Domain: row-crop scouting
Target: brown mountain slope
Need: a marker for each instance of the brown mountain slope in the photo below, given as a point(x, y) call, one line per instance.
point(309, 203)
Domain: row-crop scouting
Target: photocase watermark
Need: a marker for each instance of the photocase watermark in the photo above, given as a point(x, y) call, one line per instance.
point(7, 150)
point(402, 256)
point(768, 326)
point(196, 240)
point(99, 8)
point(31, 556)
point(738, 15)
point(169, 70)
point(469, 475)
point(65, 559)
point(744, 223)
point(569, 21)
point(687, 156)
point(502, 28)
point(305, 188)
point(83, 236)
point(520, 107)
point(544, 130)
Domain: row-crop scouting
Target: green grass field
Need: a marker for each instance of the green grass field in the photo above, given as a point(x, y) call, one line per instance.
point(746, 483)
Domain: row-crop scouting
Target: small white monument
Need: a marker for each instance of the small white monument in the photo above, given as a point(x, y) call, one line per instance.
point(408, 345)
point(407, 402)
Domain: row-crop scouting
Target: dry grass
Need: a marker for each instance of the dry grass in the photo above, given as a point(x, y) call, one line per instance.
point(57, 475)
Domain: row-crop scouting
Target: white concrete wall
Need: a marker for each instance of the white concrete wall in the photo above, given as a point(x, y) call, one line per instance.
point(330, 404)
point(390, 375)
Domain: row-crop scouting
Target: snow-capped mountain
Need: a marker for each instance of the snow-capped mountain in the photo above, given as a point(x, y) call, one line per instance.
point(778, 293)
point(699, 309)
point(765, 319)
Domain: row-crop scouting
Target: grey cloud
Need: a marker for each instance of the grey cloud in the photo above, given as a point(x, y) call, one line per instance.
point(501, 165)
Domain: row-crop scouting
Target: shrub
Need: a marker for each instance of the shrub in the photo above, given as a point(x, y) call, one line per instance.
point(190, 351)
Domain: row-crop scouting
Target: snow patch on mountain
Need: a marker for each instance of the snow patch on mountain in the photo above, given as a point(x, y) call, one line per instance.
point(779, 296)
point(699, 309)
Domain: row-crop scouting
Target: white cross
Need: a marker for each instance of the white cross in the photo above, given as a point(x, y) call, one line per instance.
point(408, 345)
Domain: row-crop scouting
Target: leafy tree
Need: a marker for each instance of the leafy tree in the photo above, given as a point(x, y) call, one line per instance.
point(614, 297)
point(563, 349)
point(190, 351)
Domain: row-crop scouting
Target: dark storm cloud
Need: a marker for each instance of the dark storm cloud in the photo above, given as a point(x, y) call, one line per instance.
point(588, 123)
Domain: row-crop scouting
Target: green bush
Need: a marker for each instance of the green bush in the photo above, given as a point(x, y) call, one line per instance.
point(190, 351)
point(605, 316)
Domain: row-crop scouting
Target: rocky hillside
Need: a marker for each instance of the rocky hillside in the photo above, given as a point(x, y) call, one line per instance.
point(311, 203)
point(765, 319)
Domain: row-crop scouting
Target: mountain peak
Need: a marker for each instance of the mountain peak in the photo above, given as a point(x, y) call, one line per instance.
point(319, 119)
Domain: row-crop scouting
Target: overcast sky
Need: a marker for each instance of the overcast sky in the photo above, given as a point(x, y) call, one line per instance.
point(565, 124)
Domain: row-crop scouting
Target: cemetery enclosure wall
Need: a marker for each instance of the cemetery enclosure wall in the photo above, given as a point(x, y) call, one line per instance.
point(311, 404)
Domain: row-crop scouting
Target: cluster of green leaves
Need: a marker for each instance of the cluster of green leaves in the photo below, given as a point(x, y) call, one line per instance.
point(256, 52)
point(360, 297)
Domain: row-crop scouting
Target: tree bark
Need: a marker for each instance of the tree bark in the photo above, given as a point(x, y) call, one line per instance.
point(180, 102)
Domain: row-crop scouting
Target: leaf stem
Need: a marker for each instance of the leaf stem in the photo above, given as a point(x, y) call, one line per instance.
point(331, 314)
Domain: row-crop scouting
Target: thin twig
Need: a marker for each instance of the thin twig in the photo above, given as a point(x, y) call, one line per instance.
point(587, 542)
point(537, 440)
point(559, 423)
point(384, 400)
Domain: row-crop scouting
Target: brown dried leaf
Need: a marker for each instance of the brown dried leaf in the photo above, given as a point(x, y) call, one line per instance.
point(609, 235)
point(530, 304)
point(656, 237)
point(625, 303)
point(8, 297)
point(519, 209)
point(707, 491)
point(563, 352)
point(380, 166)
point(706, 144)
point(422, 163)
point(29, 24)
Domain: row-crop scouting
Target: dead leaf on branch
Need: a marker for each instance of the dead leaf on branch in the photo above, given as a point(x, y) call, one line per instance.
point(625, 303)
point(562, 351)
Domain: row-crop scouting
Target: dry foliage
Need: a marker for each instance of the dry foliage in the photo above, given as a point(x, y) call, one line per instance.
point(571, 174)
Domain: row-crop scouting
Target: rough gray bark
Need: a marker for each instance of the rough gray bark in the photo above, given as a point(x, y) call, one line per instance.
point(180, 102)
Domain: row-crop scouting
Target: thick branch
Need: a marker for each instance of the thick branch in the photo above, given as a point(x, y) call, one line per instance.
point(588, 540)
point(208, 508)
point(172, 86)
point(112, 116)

--------

**What needs to be done**
Arrange every row above as a two-column CSV with the header input,output. Put each row's text in input and its answer in output, each wrapped in double quotes, with line breaks inside a field replaced by spaces.

**Solved problem**
input,output
"Domain: row-crop scouting Target: brown mountain slope Need: a marker for each instance of the brown mountain slope in the photo below, given as a point(x, y) call, one line per instance.","point(309, 203)"
"Domain: row-crop scouting Target: photocase watermark Need: a marker for each instance of the photocase watermark in the photo above, given as a point(x, y) call, one line per instance.","point(7, 150) point(402, 256) point(768, 326) point(196, 240) point(99, 8) point(31, 556) point(738, 15) point(169, 70) point(469, 475) point(65, 559) point(744, 223) point(569, 21) point(687, 156) point(502, 28) point(305, 188) point(83, 236) point(520, 107) point(544, 130)"
"Domain: row-crop scouting Target: green grass field Need: a marker for each instance of the green grass field in the photo above, given as a point(x, y) call, one line per instance.","point(746, 483)"
"Domain: row-crop scouting Target: small white monument Need: a marker for each instance of the small white monument in the photo above, given as a point(x, y) call, one line per instance.","point(408, 345) point(407, 402)"
"Domain: row-crop scouting Target: dry grass Need: a marker for each instance of the dry grass in the photo above, given as a point(x, y) call, one line per instance.","point(57, 475)"
"Domain: row-crop scouting Target: white concrete wall Need: a marker for each instance of the white concrete wall in the photo above, given as a point(x, y) call, one line per instance.","point(330, 404) point(390, 375)"
"Domain: row-crop scouting Target: snow-capped mountain Need: a marker for each instance of the snow-capped mountain in the photo above, given as a point(x, y) call, one line per instance.","point(778, 293) point(699, 309) point(765, 319)"
"Domain: row-crop scouting Target: grey cloud Need: a marker for each instance of the grey cloud in the photo above, given as a point(x, y) call, one line per instance.","point(501, 165)"
"Domain: row-crop scouting Target: shrub Need: a marker for each instance of the shrub in the photo above, given as a point(x, y) call, one line per instance.","point(190, 351)"
"Domain: row-crop scouting Target: snow patch on mountain Need: a marker for each instance of the snow patch on mountain in the photo above, given as a point(x, y) call, one line per instance.","point(779, 296) point(699, 309)"
"Domain: row-crop scouting Target: white cross Need: a marker for each instance of the white cross in the photo above, given as a point(x, y) call, one line per instance.","point(408, 345)"
"Domain: row-crop scouting Target: leafy tree Need: a marker for each instance of the leafy tree in the photo above, given as a point(x, y) call, one line per instance.","point(614, 297) point(563, 349) point(190, 351)"
"Domain: row-crop scouting Target: dark storm cloud Need: a marker for each instance of the dark storm cloud in the photo above, given as a point(x, y) call, one line per instance.","point(588, 123)"
"Domain: row-crop scouting Target: green bush Need: a marker for each instance of the green bush in the photo above, given as a point(x, y) call, one line per instance.","point(190, 351) point(605, 316)"
"Domain: row-crop scouting Target: rocky hillside Need: a marker for each instance of the rocky hillside in the photo above, given as a point(x, y) call, one line per instance.","point(311, 203) point(765, 319)"
"Domain: row-crop scouting Target: mountain peak Need: a marker for each instance of the mountain peak in the photo above, given as a point(x, y) call, one line per instance.","point(319, 119)"
"Domain: row-crop scouting Target: overcast sky Need: a marker for each instance of the overcast sky in the photo above, given as a point(x, y) call, one line per instance.","point(565, 124)"
"Domain: row-crop scouting Target: cemetery enclosure wall Need: a marker for each instance of the cemetery enclosure wall in the photo above, given as a point(x, y) call, one line per instance.","point(311, 404)"
"Domain: row-crop scouting Target: cluster of green leaves Need: a marker for each instance of the cluster of green leaves in the photo below, given as a point(x, y) call, one line per instance.","point(256, 52) point(360, 297)"
"Domain: row-crop scouting Target: tree bark Need: a marker for each instance of the tree bark in the photo above, given as a point(x, y) call, one line per instance.","point(180, 102)"
"Domain: row-crop scouting Target: leaf stem Need: a marker for each instance of the leaf stem in the photo above, given as a point(x, y) call, one line per instance.","point(331, 314)"
"Domain: row-crop scouting Target: thin twig Need: a marker for each instance of the thin twig in the photo above, given as a point(x, y) call, one line per instance.","point(587, 542) point(537, 440) point(559, 423) point(384, 400)"
"Domain: row-crop scouting Target: brown dried leaf Need: a marker for each instance of the brown dried leaf in the photo above, given as a point(x, y) call, one line per instance.","point(609, 235) point(530, 304) point(656, 237) point(625, 303) point(8, 297) point(519, 209) point(707, 491) point(563, 352) point(380, 166) point(706, 144) point(422, 163) point(29, 24)"
"Domain: row-crop scouting Target: dead leaf on branch Need: a marker for each instance of the dead leaf on branch in the photo above, given as a point(x, y) call, one line per instance.","point(625, 303) point(562, 351)"
"Domain: row-crop scouting Target: dry foliage Need: a marker for each instance of the dry foliage in the photo above, given as a point(x, y) call, one line per instance.","point(571, 174)"
"Domain: row-crop scouting Target: rough gray bark Need: a marker for each instance of the rough gray bark in the photo above, given as a point(x, y) call, one line per instance.","point(180, 102)"
"Domain: row-crop scouting Target: thick branch Need: a marker for each instance of the thick branch in the photo above, given as a point(x, y) call, one line per instance.","point(588, 540) point(208, 508) point(172, 86) point(112, 116)"